### 設問一覧:
a: 提示テキストのうち、「これはなんのメタファーでもたとえ話でもない。本当に犬に噛まれてしまったのだ。」で始まり「の手首に噛み付いてきたのだ。」に至るまでの部分を、一字一句違えずに打ち直してください。
b: 提示テキストによれば、犬は筆者の体のどこに噛み付きましたか。

### 提示テキスト:
========================================
2006年8月25日金曜日

犬に噛まれる 

犬に噛まれてしまった。

これはなんのメタファーでもたとえ話でもない。本当に犬に噛まれてしまったのだ。

不幸な事故なのである、これが。

5日ほど前だが、道を歩いていたら、後ろの方から自転車に乗ったまま犬を散歩させている人がどんどん近づいて来た。

その自転車と犬が調度自分の脇を通り過ぎたときだった、犬が急に進路変更をこころみようとしたためにリードを強く引張ってしまい、サドルの人がバランスを失い、「キャッ!」と叫んでこちら側に横倒れになってきたのだ。

で、私はそれを見て、慌てて倒れてきた自転車を支えようと手を差し伸べたのだが、それが犬の目には「主人が襲われている!」と映ったのだろう、思いっきり私の左の手首に噛み付いてきたのだ。

中型の柴犬なので噛まれると相当痛い。自転車の女性がすぐに犬を引き離したので大事には至らなかったが。
========================================
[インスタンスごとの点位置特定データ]
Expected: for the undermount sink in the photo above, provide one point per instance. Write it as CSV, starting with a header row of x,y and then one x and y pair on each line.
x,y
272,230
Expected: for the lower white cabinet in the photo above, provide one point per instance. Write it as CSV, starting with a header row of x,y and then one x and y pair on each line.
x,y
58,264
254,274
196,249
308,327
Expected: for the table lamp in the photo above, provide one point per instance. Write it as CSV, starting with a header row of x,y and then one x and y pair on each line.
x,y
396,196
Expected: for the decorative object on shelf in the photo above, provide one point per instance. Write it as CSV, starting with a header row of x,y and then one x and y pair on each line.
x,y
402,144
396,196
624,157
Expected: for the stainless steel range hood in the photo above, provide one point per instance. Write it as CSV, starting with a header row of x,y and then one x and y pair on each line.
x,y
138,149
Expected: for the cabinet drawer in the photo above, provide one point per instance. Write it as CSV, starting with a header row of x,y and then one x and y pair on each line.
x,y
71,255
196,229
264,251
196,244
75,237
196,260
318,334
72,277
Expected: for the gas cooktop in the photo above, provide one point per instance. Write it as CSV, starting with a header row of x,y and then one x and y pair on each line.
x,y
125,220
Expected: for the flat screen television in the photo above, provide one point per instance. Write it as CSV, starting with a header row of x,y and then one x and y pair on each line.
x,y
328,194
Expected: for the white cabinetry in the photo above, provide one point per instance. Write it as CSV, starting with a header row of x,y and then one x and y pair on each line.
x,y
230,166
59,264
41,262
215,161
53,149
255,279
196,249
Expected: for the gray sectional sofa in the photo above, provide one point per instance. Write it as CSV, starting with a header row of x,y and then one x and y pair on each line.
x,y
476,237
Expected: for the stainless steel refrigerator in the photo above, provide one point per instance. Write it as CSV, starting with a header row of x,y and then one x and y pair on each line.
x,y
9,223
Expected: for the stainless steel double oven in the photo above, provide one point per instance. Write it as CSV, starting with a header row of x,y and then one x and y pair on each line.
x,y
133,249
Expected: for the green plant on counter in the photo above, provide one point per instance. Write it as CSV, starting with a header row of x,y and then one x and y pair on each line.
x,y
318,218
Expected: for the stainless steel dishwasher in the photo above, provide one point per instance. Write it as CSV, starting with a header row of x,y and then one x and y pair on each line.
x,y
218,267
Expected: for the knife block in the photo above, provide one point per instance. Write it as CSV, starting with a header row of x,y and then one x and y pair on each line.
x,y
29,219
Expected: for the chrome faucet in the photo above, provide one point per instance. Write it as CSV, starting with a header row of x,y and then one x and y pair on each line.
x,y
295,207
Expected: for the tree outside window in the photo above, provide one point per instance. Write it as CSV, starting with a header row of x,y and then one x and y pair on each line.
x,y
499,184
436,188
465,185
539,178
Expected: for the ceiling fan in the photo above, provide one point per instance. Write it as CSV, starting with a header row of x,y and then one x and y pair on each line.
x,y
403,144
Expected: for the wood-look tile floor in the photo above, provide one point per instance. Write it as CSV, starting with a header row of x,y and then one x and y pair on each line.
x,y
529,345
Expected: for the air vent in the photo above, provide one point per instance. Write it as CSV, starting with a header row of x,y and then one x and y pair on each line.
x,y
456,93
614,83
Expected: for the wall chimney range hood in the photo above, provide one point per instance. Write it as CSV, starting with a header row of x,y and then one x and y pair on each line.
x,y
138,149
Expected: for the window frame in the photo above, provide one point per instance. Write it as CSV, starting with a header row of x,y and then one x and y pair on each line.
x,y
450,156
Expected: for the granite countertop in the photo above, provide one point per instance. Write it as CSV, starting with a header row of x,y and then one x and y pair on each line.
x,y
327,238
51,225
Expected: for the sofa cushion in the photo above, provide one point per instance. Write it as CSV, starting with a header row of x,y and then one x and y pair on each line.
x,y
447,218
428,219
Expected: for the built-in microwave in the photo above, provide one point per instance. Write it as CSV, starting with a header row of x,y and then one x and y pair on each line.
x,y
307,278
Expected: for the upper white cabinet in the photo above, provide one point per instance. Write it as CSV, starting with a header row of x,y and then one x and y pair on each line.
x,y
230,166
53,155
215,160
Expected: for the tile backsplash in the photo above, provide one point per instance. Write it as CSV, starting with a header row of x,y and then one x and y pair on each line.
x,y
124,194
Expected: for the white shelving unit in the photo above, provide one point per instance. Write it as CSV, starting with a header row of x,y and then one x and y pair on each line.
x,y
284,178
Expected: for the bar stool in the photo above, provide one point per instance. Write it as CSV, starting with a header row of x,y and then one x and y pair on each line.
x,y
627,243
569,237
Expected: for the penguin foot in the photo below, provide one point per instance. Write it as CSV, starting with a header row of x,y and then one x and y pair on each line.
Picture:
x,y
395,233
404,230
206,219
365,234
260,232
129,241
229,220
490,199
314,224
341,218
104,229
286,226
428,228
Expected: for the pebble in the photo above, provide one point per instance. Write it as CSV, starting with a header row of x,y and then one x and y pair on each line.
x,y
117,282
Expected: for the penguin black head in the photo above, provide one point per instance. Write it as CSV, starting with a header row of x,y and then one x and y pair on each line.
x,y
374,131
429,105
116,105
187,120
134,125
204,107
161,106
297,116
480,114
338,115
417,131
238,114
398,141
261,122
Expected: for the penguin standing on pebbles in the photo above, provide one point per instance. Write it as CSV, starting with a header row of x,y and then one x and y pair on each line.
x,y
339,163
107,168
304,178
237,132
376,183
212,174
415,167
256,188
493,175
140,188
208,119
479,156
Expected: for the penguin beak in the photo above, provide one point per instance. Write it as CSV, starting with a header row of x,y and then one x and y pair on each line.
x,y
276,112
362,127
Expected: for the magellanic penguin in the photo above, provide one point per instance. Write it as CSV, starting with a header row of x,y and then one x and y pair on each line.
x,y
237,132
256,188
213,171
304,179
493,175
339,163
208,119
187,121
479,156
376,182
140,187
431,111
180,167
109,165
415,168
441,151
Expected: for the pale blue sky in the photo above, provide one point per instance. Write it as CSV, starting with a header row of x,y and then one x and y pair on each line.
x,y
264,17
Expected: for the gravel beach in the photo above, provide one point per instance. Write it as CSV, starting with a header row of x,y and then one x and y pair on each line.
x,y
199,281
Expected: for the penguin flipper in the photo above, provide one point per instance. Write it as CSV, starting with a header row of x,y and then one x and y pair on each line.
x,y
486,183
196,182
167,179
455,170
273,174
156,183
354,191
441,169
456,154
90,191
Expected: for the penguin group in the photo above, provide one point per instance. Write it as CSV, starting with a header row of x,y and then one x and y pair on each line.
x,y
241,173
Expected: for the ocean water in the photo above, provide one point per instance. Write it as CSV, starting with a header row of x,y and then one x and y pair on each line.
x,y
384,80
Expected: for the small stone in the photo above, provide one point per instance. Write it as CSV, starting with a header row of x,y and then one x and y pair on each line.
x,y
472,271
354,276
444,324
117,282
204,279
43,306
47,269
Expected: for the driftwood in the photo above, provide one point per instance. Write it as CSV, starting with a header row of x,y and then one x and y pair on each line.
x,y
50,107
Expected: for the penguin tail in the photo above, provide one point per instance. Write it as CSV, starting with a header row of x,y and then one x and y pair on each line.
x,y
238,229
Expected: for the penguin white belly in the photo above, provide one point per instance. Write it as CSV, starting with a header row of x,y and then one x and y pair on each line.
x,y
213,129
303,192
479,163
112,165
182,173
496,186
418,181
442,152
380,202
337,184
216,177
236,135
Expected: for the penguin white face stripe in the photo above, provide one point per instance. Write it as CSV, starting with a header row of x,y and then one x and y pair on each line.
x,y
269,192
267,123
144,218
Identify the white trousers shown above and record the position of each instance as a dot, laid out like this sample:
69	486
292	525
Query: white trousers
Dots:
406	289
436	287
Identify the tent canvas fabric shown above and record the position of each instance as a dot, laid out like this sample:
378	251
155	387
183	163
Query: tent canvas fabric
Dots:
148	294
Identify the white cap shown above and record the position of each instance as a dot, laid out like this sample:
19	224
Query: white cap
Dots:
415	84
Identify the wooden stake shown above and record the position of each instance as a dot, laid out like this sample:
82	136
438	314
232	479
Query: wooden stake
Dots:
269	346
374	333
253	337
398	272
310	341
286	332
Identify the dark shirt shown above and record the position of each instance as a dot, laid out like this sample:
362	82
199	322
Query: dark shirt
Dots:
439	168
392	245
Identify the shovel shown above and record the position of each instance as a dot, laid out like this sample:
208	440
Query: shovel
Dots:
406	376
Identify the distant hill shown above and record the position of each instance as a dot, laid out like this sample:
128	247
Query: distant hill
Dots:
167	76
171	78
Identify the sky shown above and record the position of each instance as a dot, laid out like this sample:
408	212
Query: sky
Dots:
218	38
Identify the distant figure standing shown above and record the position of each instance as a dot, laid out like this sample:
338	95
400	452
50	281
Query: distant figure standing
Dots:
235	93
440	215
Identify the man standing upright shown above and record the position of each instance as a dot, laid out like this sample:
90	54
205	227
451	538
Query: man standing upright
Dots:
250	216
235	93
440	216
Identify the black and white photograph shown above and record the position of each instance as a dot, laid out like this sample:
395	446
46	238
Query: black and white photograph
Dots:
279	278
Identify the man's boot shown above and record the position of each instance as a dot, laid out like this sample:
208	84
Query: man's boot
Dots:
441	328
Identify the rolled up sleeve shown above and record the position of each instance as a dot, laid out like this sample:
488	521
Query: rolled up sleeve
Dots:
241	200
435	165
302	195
========================================
### 各設問の解答:
a:
これはなんのメタファーでもたとえ話でもない。本当に犬に噛まれてしまったのだ。

不幸な事故なのである、これが。

5日ほど前だが、道を歩いていたら、後ろの方から自転車に乗ったまま犬を散歩させている人がどんどん近づいて来た。

その自転車と犬が調度自分の脇を通り過ぎたときだった、犬が急に進路変更をこころみようとしたためにリードを強く引張ってしまい、サドルの人がバランスを失い、「キャッ!」と叫んでこちら側に横倒れになってきたのだ。

で、私はそれを見て、慌てて倒れてきた自転車を支えようと手を差し伸べたのだが、それが犬の目には「主人が襲われている!」と映ったのだろう、思いっきり私の左の手首に噛み付いてきたのだ。

b: 左の手首です。